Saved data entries
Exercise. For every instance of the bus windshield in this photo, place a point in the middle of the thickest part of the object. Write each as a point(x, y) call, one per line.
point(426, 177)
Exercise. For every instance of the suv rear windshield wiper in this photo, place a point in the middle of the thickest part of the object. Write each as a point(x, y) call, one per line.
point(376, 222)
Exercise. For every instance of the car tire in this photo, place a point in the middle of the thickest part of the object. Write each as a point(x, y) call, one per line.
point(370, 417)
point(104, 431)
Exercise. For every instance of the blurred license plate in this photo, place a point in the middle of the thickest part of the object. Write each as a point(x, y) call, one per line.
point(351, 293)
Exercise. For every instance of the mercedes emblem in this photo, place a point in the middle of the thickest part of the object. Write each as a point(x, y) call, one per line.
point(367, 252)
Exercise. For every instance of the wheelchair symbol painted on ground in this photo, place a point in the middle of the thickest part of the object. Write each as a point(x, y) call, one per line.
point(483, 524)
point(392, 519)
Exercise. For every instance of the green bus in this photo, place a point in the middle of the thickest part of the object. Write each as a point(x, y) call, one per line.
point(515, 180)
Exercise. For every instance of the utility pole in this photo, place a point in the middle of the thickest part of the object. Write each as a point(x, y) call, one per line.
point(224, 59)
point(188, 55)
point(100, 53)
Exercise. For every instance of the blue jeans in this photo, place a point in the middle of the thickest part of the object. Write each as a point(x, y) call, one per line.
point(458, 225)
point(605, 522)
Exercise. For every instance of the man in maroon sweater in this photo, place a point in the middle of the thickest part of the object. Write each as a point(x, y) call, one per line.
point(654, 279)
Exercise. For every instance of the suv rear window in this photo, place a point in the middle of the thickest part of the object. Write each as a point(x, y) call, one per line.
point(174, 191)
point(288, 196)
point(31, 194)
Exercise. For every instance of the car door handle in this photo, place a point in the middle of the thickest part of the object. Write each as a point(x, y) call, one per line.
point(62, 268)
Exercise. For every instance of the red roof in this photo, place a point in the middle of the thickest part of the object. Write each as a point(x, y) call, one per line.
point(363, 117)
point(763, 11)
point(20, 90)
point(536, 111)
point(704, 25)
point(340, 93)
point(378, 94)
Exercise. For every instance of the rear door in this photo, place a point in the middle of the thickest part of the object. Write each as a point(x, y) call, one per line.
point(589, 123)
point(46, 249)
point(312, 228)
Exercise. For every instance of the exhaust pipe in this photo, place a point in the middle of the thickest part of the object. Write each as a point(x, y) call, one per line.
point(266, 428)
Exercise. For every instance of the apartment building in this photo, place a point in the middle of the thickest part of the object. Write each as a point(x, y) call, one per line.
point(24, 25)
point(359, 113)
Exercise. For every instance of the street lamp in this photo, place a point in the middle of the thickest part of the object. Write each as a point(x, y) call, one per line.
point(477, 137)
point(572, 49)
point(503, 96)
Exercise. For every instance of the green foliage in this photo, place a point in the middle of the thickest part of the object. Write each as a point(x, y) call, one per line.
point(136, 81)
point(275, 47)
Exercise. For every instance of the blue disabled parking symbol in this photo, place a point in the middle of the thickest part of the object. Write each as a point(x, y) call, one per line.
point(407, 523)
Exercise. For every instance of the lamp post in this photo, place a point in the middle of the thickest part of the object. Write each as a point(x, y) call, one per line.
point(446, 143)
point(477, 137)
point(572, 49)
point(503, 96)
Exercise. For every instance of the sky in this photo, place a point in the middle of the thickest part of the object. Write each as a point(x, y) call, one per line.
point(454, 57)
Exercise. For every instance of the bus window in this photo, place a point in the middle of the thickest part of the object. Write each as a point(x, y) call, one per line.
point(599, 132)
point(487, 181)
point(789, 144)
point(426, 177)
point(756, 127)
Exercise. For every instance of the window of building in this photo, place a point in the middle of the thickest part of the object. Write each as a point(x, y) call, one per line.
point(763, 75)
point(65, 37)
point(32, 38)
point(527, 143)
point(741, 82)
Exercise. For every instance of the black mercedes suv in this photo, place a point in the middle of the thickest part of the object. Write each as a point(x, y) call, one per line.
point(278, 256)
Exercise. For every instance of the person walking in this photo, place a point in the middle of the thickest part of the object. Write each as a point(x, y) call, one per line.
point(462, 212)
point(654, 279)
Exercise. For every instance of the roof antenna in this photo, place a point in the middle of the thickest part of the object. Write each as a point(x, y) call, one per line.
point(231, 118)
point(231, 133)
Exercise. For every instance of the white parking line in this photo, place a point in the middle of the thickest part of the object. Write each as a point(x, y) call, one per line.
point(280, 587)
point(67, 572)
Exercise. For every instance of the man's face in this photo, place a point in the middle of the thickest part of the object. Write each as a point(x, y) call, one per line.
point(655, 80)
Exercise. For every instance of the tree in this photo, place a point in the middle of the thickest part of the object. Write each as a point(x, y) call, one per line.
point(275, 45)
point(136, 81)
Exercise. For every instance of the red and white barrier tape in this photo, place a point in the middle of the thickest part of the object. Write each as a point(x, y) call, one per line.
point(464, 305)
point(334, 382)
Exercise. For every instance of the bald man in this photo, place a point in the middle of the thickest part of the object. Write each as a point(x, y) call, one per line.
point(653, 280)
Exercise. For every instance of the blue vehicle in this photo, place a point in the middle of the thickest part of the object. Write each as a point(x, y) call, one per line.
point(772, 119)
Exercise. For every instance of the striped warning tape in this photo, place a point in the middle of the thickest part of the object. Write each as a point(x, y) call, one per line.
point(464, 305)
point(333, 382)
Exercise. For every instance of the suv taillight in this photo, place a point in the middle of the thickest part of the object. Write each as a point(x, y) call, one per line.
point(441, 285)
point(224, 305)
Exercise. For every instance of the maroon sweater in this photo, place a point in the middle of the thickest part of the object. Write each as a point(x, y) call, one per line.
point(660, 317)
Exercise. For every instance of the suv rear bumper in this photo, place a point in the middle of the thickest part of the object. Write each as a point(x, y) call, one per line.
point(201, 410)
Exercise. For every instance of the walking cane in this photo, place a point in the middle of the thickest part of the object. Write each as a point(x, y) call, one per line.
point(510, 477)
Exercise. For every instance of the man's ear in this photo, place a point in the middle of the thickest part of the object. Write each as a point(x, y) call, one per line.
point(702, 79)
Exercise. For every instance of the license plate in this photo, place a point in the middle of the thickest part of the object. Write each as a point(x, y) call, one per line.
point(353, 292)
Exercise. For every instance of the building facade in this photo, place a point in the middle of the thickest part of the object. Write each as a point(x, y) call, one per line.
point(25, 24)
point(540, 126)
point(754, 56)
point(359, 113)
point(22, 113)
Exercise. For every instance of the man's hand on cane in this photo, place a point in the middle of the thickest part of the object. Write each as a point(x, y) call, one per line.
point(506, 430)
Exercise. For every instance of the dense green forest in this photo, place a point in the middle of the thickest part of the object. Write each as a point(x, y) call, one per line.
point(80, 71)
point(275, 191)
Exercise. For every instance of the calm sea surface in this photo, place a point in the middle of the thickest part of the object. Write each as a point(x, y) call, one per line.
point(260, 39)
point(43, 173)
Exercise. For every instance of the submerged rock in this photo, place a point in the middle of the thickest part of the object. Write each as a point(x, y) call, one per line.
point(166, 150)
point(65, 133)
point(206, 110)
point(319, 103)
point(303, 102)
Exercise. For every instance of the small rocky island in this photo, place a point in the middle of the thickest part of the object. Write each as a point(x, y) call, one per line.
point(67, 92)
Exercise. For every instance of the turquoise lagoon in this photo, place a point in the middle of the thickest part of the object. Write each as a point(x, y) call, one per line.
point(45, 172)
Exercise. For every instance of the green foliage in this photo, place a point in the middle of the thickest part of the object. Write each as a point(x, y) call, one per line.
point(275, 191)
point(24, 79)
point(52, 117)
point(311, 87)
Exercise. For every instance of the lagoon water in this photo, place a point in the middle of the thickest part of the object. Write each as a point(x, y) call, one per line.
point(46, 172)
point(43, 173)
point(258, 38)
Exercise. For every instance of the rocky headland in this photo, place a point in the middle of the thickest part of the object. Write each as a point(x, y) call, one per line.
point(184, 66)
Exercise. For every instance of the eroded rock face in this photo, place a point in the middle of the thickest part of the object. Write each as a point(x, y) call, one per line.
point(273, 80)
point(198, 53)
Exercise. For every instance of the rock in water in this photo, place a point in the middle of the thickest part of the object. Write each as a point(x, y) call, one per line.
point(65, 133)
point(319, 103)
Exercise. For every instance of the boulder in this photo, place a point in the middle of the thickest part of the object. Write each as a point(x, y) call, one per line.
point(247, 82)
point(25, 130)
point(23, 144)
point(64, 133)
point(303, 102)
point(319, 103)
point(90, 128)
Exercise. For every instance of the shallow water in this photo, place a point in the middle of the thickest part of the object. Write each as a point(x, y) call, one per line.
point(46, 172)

→ YOUR INSTRUCTIONS
Render the rows above as a numbered list, beginning at the line that has "Exercise. For every instance of the shallow" and stopping at the end of the rows. Leave out blank lines.

→ COMPLETE OUTPUT
1. Exercise. For every instance of the shallow water in this photo, place a point in the middle of the thickest part of the object. Write each as a point(x, y) call, one per line.
2. point(46, 172)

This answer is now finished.